# CONSIGNE
Selon l'extrait cité sur les savoirs maritimes de l'Outre-mer français, quelle littérature scientifique est particulièrement foisonnante sur le sujet des savoirs et traditions maritimes ?

Après avoir cherché dans le protocole méthodologique engagé l’origine de cette difficulté, la nécessité d’en interroger plus radicalement les fondements est finalement apparue comme le réel enjeu de cette étude. Deux hypothèses ont alors été avancées. La première hypothèse, propre à l’Outre-mer français, consistait à interroger le traitement scientifique réservé à la question des savoirs maritimes traditionnels associés à ces régions ultramarines. Contrairement à la littérature scientifique anglophone qui est particulièrement foisonnante sur le sujet des savoirs et traditions maritimes, il apparaissait manifeste, à l’issue de cette analyse du corpus bibliographique, que les études menées sur la question dans l’Outre-mer français avaient été, jusqu’à une date toute récente, le plus souvent parcimonieuses et marginales. La seconde hypothèse, quant à elle, non exclusive à l’Outre-mer français, consistait à prendre en considération un contexte de patrimonialisation de la nature de plus en plus présent et de plus en plus amené à l’être dans l’ensemble des océans[10]. Cet étroit voisinage entre différents acteurs dépositaires de discours contrastés sur la nature, doublé dans certains cas d’une « logique d’accompagnement et de co-production des connaissances » (Bambridge et Le Meur 2018), avait abouti, plutôt qu’à la précision des contours d’une tradition maritime, à une composition hybride. Si l’ensemble des sites concernés par l’étude étaient inclus dans des espaces protégés[11] et donc soumis, depuis des durées variables, à ce compagnonnage, cette situation ne semblait pourtant pas suffire à expliquer le difficile dénichement de traditions maritimes. Dans le cas de ces territoires ultramarins « nés dans la colonisation », dont le peuplement a été contemporain de l’esclavage (Chamoiseau et Larcher 2007) — les Antilles françaises et La Réunion —, il importait peut-être d’interroger la possibilité d’une supplantation plus ancienne de ces savoirs traditionnels maritimes. Nous déclinerons donc successivement l’une puis l’autre de ces hypothèses.

# LIGNES DE DONNÉES

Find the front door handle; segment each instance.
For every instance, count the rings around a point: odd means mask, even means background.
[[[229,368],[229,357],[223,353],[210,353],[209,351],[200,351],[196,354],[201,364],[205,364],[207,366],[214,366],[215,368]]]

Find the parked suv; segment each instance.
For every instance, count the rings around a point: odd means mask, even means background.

# RÉPONSE ATTENDUE
La littérature scientifique anglophone.